#### [The task]
Your task is to retype, exactly and without pictures, the line holding "Expected: for every instance of the upward" and each line that follows it to the end of the entries.

#### [Stored data entries]
'''
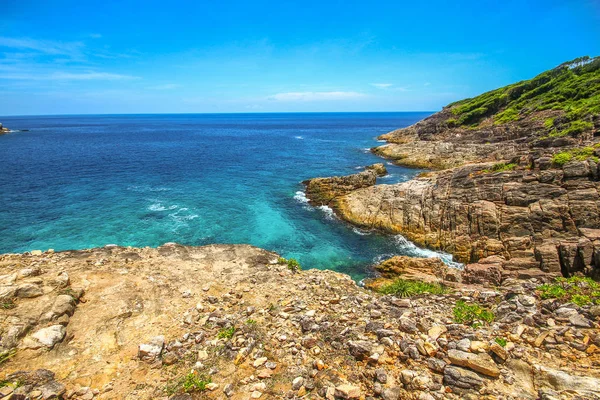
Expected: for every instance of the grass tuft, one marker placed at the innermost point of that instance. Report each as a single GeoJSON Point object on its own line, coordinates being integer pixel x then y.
{"type": "Point", "coordinates": [407, 288]}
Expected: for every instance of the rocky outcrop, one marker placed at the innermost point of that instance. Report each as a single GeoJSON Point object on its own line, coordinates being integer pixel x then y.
{"type": "Point", "coordinates": [3, 129]}
{"type": "Point", "coordinates": [415, 269]}
{"type": "Point", "coordinates": [229, 321]}
{"type": "Point", "coordinates": [326, 191]}
{"type": "Point", "coordinates": [535, 220]}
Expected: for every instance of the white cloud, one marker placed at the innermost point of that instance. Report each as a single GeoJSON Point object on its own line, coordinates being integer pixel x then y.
{"type": "Point", "coordinates": [315, 96]}
{"type": "Point", "coordinates": [382, 85]}
{"type": "Point", "coordinates": [67, 76]}
{"type": "Point", "coordinates": [166, 86]}
{"type": "Point", "coordinates": [71, 49]}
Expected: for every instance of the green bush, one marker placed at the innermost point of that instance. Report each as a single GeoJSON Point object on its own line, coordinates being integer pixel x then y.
{"type": "Point", "coordinates": [407, 288]}
{"type": "Point", "coordinates": [561, 158]}
{"type": "Point", "coordinates": [294, 265]}
{"type": "Point", "coordinates": [469, 314]}
{"type": "Point", "coordinates": [226, 333]}
{"type": "Point", "coordinates": [579, 290]}
{"type": "Point", "coordinates": [192, 382]}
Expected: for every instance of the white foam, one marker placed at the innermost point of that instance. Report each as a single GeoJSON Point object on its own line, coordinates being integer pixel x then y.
{"type": "Point", "coordinates": [301, 197]}
{"type": "Point", "coordinates": [329, 214]}
{"type": "Point", "coordinates": [409, 248]}
{"type": "Point", "coordinates": [161, 207]}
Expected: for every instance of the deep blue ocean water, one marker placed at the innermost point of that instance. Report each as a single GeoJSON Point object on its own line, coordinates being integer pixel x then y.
{"type": "Point", "coordinates": [74, 182]}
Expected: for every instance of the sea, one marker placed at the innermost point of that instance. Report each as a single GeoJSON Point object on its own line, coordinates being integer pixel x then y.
{"type": "Point", "coordinates": [83, 181]}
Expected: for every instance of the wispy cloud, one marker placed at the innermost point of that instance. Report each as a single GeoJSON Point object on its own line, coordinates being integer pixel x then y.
{"type": "Point", "coordinates": [382, 85]}
{"type": "Point", "coordinates": [166, 86]}
{"type": "Point", "coordinates": [50, 47]}
{"type": "Point", "coordinates": [66, 76]}
{"type": "Point", "coordinates": [315, 96]}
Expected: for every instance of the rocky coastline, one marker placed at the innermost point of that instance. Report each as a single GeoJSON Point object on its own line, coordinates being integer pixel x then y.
{"type": "Point", "coordinates": [237, 322]}
{"type": "Point", "coordinates": [516, 199]}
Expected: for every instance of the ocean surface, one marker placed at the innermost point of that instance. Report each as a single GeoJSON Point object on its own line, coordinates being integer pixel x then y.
{"type": "Point", "coordinates": [75, 182]}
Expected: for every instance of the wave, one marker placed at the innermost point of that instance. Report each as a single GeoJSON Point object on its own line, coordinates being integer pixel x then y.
{"type": "Point", "coordinates": [411, 249]}
{"type": "Point", "coordinates": [161, 207]}
{"type": "Point", "coordinates": [329, 214]}
{"type": "Point", "coordinates": [146, 188]}
{"type": "Point", "coordinates": [301, 197]}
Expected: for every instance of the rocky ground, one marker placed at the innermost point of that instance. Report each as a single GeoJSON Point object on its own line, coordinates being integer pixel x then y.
{"type": "Point", "coordinates": [509, 200]}
{"type": "Point", "coordinates": [227, 321]}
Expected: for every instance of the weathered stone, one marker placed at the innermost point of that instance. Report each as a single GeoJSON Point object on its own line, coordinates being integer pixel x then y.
{"type": "Point", "coordinates": [481, 362]}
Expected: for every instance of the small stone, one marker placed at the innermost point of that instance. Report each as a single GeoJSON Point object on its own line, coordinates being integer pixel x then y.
{"type": "Point", "coordinates": [152, 350]}
{"type": "Point", "coordinates": [347, 392]}
{"type": "Point", "coordinates": [50, 336]}
{"type": "Point", "coordinates": [228, 390]}
{"type": "Point", "coordinates": [259, 361]}
{"type": "Point", "coordinates": [29, 290]}
{"type": "Point", "coordinates": [271, 364]}
{"type": "Point", "coordinates": [481, 362]}
{"type": "Point", "coordinates": [297, 383]}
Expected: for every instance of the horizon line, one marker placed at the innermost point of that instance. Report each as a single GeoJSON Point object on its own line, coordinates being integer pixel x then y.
{"type": "Point", "coordinates": [217, 113]}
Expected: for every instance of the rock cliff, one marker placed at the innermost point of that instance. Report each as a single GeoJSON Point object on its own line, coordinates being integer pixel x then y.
{"type": "Point", "coordinates": [518, 190]}
{"type": "Point", "coordinates": [233, 321]}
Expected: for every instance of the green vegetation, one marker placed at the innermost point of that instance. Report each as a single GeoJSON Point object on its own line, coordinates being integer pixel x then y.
{"type": "Point", "coordinates": [572, 87]}
{"type": "Point", "coordinates": [471, 314]}
{"type": "Point", "coordinates": [501, 167]}
{"type": "Point", "coordinates": [581, 291]}
{"type": "Point", "coordinates": [292, 263]}
{"type": "Point", "coordinates": [192, 382]}
{"type": "Point", "coordinates": [6, 355]}
{"type": "Point", "coordinates": [8, 304]}
{"type": "Point", "coordinates": [226, 333]}
{"type": "Point", "coordinates": [405, 288]}
{"type": "Point", "coordinates": [580, 154]}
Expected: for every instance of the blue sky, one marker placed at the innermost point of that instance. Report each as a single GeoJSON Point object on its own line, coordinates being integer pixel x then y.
{"type": "Point", "coordinates": [83, 57]}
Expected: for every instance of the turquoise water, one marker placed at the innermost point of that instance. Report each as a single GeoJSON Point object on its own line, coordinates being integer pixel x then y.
{"type": "Point", "coordinates": [74, 182]}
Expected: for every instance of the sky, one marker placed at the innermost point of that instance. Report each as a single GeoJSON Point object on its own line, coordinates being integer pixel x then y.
{"type": "Point", "coordinates": [120, 57]}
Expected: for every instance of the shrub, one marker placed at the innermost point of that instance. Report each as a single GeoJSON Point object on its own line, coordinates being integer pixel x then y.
{"type": "Point", "coordinates": [406, 288]}
{"type": "Point", "coordinates": [8, 304]}
{"type": "Point", "coordinates": [192, 382]}
{"type": "Point", "coordinates": [561, 158]}
{"type": "Point", "coordinates": [294, 265]}
{"type": "Point", "coordinates": [581, 291]}
{"type": "Point", "coordinates": [471, 314]}
{"type": "Point", "coordinates": [226, 333]}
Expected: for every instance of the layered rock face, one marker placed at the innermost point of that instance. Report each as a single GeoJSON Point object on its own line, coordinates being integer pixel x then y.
{"type": "Point", "coordinates": [325, 191]}
{"type": "Point", "coordinates": [517, 191]}
{"type": "Point", "coordinates": [230, 321]}
{"type": "Point", "coordinates": [534, 220]}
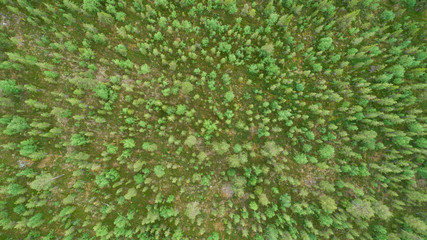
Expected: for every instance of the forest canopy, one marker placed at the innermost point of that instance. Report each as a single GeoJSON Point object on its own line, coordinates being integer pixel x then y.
{"type": "Point", "coordinates": [213, 119]}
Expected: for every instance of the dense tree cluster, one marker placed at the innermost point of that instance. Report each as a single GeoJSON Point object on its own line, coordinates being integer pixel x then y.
{"type": "Point", "coordinates": [214, 119]}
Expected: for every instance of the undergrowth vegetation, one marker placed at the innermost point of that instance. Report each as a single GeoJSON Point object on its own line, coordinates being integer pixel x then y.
{"type": "Point", "coordinates": [213, 119]}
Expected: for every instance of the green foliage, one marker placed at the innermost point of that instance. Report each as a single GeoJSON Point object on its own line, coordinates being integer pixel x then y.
{"type": "Point", "coordinates": [387, 15]}
{"type": "Point", "coordinates": [78, 140]}
{"type": "Point", "coordinates": [221, 147]}
{"type": "Point", "coordinates": [190, 141]}
{"type": "Point", "coordinates": [325, 44]}
{"type": "Point", "coordinates": [128, 143]}
{"type": "Point", "coordinates": [16, 125]}
{"type": "Point", "coordinates": [274, 119]}
{"type": "Point", "coordinates": [192, 210]}
{"type": "Point", "coordinates": [42, 182]}
{"type": "Point", "coordinates": [361, 209]}
{"type": "Point", "coordinates": [327, 152]}
{"type": "Point", "coordinates": [159, 170]}
{"type": "Point", "coordinates": [229, 96]}
{"type": "Point", "coordinates": [9, 87]}
{"type": "Point", "coordinates": [301, 158]}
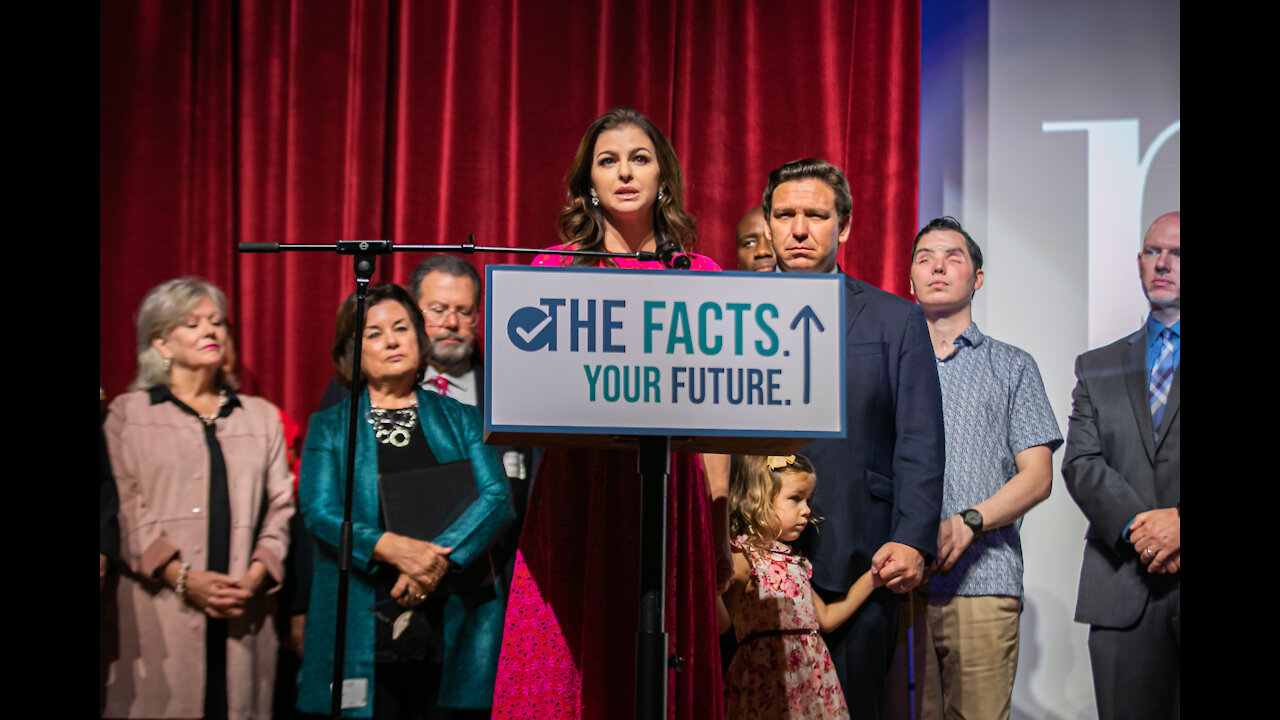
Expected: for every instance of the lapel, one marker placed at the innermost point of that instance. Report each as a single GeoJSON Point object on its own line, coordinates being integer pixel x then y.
{"type": "Point", "coordinates": [366, 463]}
{"type": "Point", "coordinates": [435, 427]}
{"type": "Point", "coordinates": [478, 378]}
{"type": "Point", "coordinates": [854, 302]}
{"type": "Point", "coordinates": [1134, 364]}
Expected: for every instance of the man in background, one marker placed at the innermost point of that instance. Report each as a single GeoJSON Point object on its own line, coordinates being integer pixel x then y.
{"type": "Point", "coordinates": [1123, 466]}
{"type": "Point", "coordinates": [754, 253]}
{"type": "Point", "coordinates": [1000, 440]}
{"type": "Point", "coordinates": [880, 488]}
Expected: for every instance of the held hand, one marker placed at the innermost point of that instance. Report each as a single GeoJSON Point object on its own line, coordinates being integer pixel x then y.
{"type": "Point", "coordinates": [1166, 566]}
{"type": "Point", "coordinates": [723, 574]}
{"type": "Point", "coordinates": [425, 563]}
{"type": "Point", "coordinates": [407, 592]}
{"type": "Point", "coordinates": [954, 540]}
{"type": "Point", "coordinates": [1155, 536]}
{"type": "Point", "coordinates": [899, 566]}
{"type": "Point", "coordinates": [215, 593]}
{"type": "Point", "coordinates": [254, 579]}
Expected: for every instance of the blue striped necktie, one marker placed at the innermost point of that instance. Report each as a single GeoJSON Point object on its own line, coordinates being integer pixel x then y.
{"type": "Point", "coordinates": [1161, 379]}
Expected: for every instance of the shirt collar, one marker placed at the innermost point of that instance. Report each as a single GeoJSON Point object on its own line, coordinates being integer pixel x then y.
{"type": "Point", "coordinates": [1155, 327]}
{"type": "Point", "coordinates": [461, 382]}
{"type": "Point", "coordinates": [972, 336]}
{"type": "Point", "coordinates": [161, 393]}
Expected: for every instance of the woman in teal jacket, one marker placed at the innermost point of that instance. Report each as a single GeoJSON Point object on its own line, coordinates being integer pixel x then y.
{"type": "Point", "coordinates": [449, 638]}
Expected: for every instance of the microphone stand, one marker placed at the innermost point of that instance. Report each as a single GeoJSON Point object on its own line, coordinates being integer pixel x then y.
{"type": "Point", "coordinates": [654, 464]}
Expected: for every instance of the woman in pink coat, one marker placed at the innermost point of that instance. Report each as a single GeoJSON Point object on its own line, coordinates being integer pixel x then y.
{"type": "Point", "coordinates": [205, 506]}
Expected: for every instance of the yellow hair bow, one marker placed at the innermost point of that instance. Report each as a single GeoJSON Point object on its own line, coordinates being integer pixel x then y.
{"type": "Point", "coordinates": [778, 461]}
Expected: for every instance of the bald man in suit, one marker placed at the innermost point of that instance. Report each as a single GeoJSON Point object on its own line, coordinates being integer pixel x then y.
{"type": "Point", "coordinates": [1123, 468]}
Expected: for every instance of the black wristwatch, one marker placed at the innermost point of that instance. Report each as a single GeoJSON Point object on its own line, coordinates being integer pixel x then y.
{"type": "Point", "coordinates": [973, 519]}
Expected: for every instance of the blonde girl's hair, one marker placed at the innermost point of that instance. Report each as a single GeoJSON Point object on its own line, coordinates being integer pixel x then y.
{"type": "Point", "coordinates": [752, 491]}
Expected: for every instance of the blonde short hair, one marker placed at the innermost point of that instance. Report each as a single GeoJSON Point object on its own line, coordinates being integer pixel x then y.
{"type": "Point", "coordinates": [163, 309]}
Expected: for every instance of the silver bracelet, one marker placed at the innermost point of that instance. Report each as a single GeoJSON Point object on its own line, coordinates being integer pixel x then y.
{"type": "Point", "coordinates": [181, 586]}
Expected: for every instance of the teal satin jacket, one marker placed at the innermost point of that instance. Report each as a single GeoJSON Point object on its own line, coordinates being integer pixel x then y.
{"type": "Point", "coordinates": [472, 630]}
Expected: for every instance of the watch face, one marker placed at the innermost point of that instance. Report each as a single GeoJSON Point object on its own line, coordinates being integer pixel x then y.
{"type": "Point", "coordinates": [973, 519]}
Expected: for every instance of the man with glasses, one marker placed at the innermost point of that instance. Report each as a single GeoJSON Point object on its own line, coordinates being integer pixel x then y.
{"type": "Point", "coordinates": [447, 288]}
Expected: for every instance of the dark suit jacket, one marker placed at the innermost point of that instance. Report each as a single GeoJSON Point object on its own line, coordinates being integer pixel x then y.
{"type": "Point", "coordinates": [883, 482]}
{"type": "Point", "coordinates": [1115, 469]}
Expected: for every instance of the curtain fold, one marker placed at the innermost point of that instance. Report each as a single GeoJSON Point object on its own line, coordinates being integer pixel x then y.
{"type": "Point", "coordinates": [229, 121]}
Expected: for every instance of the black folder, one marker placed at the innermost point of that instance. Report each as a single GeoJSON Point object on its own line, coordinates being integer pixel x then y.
{"type": "Point", "coordinates": [423, 502]}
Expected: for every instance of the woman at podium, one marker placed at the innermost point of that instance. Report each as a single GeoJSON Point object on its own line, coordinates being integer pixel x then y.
{"type": "Point", "coordinates": [570, 634]}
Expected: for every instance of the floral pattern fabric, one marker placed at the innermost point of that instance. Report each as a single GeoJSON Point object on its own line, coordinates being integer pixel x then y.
{"type": "Point", "coordinates": [776, 677]}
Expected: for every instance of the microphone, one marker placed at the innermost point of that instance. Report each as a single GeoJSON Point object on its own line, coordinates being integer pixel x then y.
{"type": "Point", "coordinates": [668, 251]}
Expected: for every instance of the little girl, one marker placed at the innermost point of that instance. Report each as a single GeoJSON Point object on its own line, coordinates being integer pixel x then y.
{"type": "Point", "coordinates": [782, 668]}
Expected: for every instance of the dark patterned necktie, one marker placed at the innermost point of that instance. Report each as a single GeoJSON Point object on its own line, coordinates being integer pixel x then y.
{"type": "Point", "coordinates": [1161, 379]}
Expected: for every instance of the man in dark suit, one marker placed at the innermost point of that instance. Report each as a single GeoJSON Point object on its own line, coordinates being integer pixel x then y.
{"type": "Point", "coordinates": [880, 490]}
{"type": "Point", "coordinates": [1123, 468]}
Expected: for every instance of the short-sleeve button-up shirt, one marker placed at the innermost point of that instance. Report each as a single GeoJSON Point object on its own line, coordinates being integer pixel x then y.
{"type": "Point", "coordinates": [993, 406]}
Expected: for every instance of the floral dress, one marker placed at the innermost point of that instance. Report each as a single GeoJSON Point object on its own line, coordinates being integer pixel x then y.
{"type": "Point", "coordinates": [782, 668]}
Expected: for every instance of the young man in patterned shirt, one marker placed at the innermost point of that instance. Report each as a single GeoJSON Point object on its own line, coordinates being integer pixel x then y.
{"type": "Point", "coordinates": [1000, 440]}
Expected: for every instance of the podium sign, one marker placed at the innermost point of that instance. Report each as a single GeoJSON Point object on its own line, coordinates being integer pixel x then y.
{"type": "Point", "coordinates": [593, 351]}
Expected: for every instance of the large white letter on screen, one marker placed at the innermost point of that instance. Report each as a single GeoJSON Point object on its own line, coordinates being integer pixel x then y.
{"type": "Point", "coordinates": [1116, 178]}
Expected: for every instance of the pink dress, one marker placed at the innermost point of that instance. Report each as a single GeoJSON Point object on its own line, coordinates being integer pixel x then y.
{"type": "Point", "coordinates": [570, 634]}
{"type": "Point", "coordinates": [780, 675]}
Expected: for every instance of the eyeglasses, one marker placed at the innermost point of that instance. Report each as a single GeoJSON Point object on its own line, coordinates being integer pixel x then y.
{"type": "Point", "coordinates": [435, 315]}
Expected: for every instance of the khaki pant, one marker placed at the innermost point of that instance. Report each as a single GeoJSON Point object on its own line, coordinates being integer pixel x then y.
{"type": "Point", "coordinates": [970, 657]}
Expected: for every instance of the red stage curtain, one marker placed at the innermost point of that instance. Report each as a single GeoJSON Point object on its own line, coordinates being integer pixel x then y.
{"type": "Point", "coordinates": [316, 121]}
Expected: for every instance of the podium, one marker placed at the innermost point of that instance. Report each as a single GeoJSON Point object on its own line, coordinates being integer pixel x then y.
{"type": "Point", "coordinates": [661, 361]}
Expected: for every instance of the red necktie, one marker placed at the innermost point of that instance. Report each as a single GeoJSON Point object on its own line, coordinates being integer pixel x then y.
{"type": "Point", "coordinates": [442, 384]}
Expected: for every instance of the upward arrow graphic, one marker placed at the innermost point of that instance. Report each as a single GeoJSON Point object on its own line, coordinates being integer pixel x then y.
{"type": "Point", "coordinates": [809, 318]}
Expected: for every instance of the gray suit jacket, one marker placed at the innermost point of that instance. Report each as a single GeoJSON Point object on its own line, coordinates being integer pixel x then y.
{"type": "Point", "coordinates": [1115, 469]}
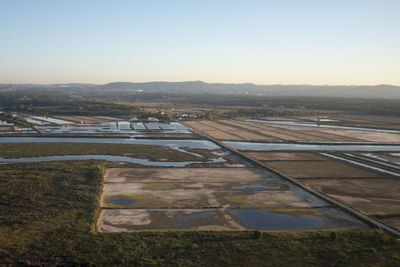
'''
#### [Your response]
Expected: for every instance of the upward arrow graphic, one marker placed at the innermost point of that instance. Report each as a single GeoJSON Point object on its own line, coordinates being integer pixel x then y.
{"type": "Point", "coordinates": [809, 318]}
Expected: for every instance of the gray suit jacket, one marker placed at the innermost point of that instance. Report each as a single GeoJSON Point object on its own line, coordinates being integer pixel x then y.
{"type": "Point", "coordinates": [1115, 469]}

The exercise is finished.